- INSTRUCTIONS FOR THE TASK
Read the records below and report each line in which "reflective" occurs.

[DATA FOR THIS EXERCISE]

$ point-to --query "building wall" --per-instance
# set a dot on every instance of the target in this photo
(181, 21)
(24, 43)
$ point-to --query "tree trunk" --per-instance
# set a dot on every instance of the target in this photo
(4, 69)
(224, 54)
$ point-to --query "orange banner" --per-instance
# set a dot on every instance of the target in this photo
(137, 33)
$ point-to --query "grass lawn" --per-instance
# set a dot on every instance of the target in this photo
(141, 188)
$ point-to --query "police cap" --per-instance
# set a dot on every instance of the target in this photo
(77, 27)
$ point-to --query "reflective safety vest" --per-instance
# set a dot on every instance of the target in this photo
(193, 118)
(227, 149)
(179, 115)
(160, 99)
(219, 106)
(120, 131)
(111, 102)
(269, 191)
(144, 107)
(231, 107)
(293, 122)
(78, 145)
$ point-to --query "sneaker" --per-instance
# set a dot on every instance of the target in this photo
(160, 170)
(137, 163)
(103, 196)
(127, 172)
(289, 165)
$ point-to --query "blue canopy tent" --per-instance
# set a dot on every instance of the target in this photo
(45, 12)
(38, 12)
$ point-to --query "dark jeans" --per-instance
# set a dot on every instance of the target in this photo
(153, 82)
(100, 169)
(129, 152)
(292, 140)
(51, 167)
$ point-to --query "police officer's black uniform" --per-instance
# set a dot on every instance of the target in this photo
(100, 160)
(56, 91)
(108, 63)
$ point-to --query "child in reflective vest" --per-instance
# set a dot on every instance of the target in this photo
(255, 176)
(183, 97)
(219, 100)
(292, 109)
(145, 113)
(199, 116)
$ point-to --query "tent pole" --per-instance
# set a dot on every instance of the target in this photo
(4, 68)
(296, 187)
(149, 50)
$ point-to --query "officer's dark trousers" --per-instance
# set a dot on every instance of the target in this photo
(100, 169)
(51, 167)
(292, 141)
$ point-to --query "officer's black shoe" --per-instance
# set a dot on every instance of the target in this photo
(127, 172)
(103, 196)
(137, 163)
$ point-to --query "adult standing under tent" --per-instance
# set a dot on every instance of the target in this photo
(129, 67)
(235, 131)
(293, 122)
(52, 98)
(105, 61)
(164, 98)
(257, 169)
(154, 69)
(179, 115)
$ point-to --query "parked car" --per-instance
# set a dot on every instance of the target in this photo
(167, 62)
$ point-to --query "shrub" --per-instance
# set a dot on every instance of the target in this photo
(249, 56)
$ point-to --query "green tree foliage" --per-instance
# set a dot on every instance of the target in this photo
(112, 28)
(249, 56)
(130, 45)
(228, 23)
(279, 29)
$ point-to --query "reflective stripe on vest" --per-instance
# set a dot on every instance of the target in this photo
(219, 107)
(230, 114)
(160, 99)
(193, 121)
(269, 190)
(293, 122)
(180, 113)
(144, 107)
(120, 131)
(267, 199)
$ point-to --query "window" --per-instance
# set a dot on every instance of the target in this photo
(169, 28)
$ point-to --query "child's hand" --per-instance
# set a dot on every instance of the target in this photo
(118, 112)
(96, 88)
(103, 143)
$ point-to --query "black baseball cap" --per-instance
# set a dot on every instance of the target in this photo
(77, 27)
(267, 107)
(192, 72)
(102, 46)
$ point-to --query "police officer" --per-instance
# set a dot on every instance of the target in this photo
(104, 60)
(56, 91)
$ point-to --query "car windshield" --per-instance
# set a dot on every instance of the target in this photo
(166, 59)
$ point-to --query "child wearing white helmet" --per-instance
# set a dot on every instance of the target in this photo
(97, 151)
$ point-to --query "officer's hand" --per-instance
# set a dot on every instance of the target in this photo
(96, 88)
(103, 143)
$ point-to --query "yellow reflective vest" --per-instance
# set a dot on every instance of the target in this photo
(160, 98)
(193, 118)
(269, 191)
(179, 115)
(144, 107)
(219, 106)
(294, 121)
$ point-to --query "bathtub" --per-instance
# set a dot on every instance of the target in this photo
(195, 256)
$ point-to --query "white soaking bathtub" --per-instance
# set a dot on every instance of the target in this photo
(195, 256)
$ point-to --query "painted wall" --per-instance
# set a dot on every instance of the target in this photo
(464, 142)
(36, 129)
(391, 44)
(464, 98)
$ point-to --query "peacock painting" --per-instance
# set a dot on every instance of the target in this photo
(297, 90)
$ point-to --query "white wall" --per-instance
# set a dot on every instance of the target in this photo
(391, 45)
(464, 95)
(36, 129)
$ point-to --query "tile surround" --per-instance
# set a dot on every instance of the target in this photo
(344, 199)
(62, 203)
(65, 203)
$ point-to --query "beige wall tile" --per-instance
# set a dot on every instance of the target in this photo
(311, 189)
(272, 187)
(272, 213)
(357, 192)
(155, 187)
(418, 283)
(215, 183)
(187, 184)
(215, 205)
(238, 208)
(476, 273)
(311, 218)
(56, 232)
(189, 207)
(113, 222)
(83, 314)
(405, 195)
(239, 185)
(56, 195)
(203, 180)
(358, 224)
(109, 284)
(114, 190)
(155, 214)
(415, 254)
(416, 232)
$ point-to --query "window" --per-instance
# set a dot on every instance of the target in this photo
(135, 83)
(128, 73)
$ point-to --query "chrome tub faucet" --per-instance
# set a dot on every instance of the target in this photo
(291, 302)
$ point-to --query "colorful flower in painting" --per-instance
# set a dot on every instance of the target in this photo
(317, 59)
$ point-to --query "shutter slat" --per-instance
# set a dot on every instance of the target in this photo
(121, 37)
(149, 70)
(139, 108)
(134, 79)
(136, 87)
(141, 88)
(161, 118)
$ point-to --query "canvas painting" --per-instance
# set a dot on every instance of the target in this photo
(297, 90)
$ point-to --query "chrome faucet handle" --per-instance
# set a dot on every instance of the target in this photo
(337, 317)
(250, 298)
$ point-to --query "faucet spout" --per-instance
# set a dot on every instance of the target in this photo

[/DATA FOR THIS EXERCISE]

- SOLUTION TO THIS TASK
$ point-to --query "reflective safety vest" --per-instance
$ point-to --query "child in reflective vest" --per-instance
$ point-to --query "reflective stripe on vest" --per-instance
$ point-to --query "yellow reflective vest" --per-instance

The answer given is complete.